## REQUIRED ACTION
The listing must be copied out in full and exactly; no images go with it.

-------- RECORDS SHOWN --------

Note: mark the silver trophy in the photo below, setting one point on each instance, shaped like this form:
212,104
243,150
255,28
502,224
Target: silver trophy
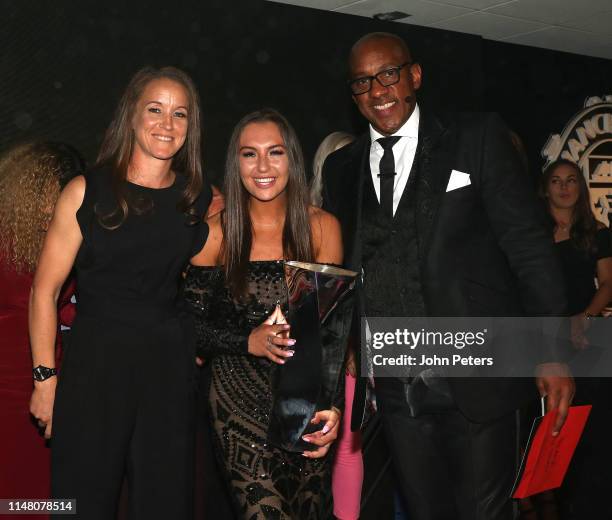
320,313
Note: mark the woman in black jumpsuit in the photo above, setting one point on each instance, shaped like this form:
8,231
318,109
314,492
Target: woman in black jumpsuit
124,398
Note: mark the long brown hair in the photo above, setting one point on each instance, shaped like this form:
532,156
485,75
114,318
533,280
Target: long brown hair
117,147
31,177
236,219
584,225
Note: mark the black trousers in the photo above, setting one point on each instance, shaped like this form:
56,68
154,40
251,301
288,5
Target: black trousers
449,468
125,405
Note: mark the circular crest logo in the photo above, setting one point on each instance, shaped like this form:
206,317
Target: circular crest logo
587,141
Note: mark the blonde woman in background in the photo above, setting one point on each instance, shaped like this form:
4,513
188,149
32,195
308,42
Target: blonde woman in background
31,178
331,143
347,470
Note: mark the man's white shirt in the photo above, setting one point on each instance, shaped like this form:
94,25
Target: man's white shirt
403,153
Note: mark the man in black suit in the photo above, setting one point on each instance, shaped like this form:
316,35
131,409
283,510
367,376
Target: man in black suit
439,218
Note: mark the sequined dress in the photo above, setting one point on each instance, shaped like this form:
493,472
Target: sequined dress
266,482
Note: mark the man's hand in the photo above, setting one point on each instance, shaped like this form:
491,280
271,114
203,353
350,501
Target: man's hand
41,403
555,381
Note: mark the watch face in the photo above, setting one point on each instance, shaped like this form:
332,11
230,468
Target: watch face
42,373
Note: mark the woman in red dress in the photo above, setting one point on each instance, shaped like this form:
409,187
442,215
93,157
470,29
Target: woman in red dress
31,177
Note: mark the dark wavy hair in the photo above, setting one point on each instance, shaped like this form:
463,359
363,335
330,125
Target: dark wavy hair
584,225
236,218
32,175
118,144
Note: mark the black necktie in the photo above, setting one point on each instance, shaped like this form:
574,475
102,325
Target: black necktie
387,174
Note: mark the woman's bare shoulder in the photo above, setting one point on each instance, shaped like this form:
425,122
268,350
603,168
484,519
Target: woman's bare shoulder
209,255
326,236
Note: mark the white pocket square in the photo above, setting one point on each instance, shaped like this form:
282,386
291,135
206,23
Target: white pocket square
458,180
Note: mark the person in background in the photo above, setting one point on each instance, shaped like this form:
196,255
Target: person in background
584,247
236,288
217,203
31,178
125,396
347,470
331,143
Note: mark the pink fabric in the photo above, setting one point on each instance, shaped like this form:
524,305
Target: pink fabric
347,472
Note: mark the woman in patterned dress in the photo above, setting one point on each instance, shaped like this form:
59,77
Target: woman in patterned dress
236,287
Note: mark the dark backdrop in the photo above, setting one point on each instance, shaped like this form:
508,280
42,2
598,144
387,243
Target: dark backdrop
65,63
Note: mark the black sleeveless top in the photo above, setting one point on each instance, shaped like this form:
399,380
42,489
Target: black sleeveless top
580,269
132,273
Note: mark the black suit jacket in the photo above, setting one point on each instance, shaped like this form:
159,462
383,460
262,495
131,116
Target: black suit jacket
483,249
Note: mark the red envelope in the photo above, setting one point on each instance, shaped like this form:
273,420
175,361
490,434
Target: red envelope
547,458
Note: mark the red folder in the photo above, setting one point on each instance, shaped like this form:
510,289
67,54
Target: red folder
547,458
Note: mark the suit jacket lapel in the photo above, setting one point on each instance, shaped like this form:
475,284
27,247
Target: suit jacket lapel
434,158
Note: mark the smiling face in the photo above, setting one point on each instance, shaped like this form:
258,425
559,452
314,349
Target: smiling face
264,165
160,120
563,187
386,108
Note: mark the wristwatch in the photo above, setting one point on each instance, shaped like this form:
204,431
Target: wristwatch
42,373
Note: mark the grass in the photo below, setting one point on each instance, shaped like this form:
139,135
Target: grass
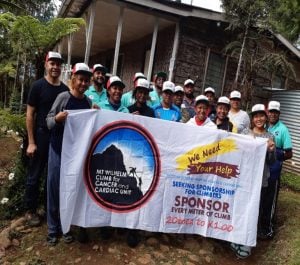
285,247
291,181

--------

## WORKED SOLUTION
Note: mark the silver trophy in the photo below, setting one point on each instance, shaped like this form:
212,104
243,150
255,28
502,224
Target: silver trophy
320,313
Note: mark the woman in black jumpsuit in the photo above, setting one point on each instance, shaped like this form:
8,231
318,109
314,492
Target: woman in black jumpsuit
124,398
Note: mark the long brown hair in the photo above, setting one point on each instance, shaped like this form:
532,156
485,75
114,318
533,280
Target: long brown hair
117,147
31,177
236,219
584,225
Note: mark the black trousers in the photo above, setting one point on each instance, shaped like this form:
56,68
154,40
251,301
288,5
Target: black trousers
449,468
125,405
Note: mark the circular crest logo in the photo above, setting one point on each instance, shaped like this form:
206,317
Target: circular crest logo
587,141
Note: mark the blonde woman in background in the photo above, setting one point on each instance, shaped like this form:
4,513
188,149
32,195
308,42
Target: blonde woman in background
31,178
331,143
347,470
Note: mark the man's white shirt in the photo above, setting one point on each instance, shaped like this form:
94,25
Target: man's white shirt
403,153
Note: mark the man in black suit in the photo above, setting one point on each instance, shaped like this form:
316,35
131,409
283,510
367,376
Target: man in black suit
439,218
Note: mark the sequined dress in the photo above, setting one point on each instance, shaped like this form:
493,472
Target: sequined dress
266,482
Note: mark the man's hand in the photo above, setting one point on each instance, shaped like this form:
491,280
271,114
203,353
350,501
Target: man's hand
41,403
555,381
Note: mark the watch face in the photo above, setting one point on each instance, shaped like this form:
332,11
230,468
Target: watch face
42,373
Note: mark the woman in red dress in the photo above, setting one point on each instance, shaped like this form:
409,187
442,215
93,157
470,29
Target: woman in red dress
31,177
Note: mark the dark wavy hair in the photo above, setting one point on each instance, shaped like this form:
463,359
363,335
330,125
Target: dark wavy hair
584,225
236,218
32,175
118,144
Note: mark the black necktie in the photo above, setting one point on each instance, shaped like this form:
574,475
102,325
Target: black necktie
387,174
Note: mark the woman's bare shoulder in the photo above, setting one point on each instance, shaped like this form:
425,122
268,350
603,168
484,519
Target: woman's bare shoulder
209,255
326,236
Note: mark the white pocket square in the photo above, setting one point on each instance, shaped like this form:
282,386
291,135
206,23
Target: white pocket square
458,180
Note: mark the person in background in the photo above, setting one point on each instance, shaped like this form:
196,255
Target: person in background
584,247
236,288
217,203
31,178
125,396
347,470
331,143
Note: mark the pink fabric in the photo above, setting one point on each instance, shaped like this form:
524,305
Target: pink fabric
347,472
Note: mark the woman in patterned dress in the photo above, setting one point on each instance, shaped like this form:
59,77
Target: woman in patterned dress
236,287
Note: mark the dark backdrop in the photo above, setting one point on each instance, shaped like this form:
508,280
42,2
598,144
387,243
Target: dark backdrop
65,63
Note: mark the black sleeveless top in the photo above, setting one point on each instance, shaped like this form:
399,380
42,489
Target: black sleeveless top
580,269
132,273
Note: mark the black suit jacket in the photo above, setting one point on each instance, shaped like this form:
159,462
383,460
262,495
131,116
Target: black suit jacket
483,249
Note: mark the red envelope in the photo above, setting one point on each instance, shaped like this form:
273,420
175,361
490,434
Target: red envelope
547,458
Note: mark the red folder in the photo above, setting one point on each instance, shaped like this form:
510,289
67,54
Target: red folder
547,458
Note: mark the suit jacket lapel in the photo above, setting one point on each instance, shaped like this form:
475,284
27,247
Target: suit jacket lapel
434,158
Note: mark the smiling face in the photo above, setting one point on each instance, shaped like this form:
258,425
559,452
314,349
Target: smiling face
264,165
160,120
563,187
386,108
Note: mark the wristwatch in the photo above, setting one point on each instance, shaped like this form:
204,431
Target: wristwatch
42,373
Note: mark the grass in the photo below, setting one point on each instance, shaped like this form:
139,135
Target: grass
285,247
291,181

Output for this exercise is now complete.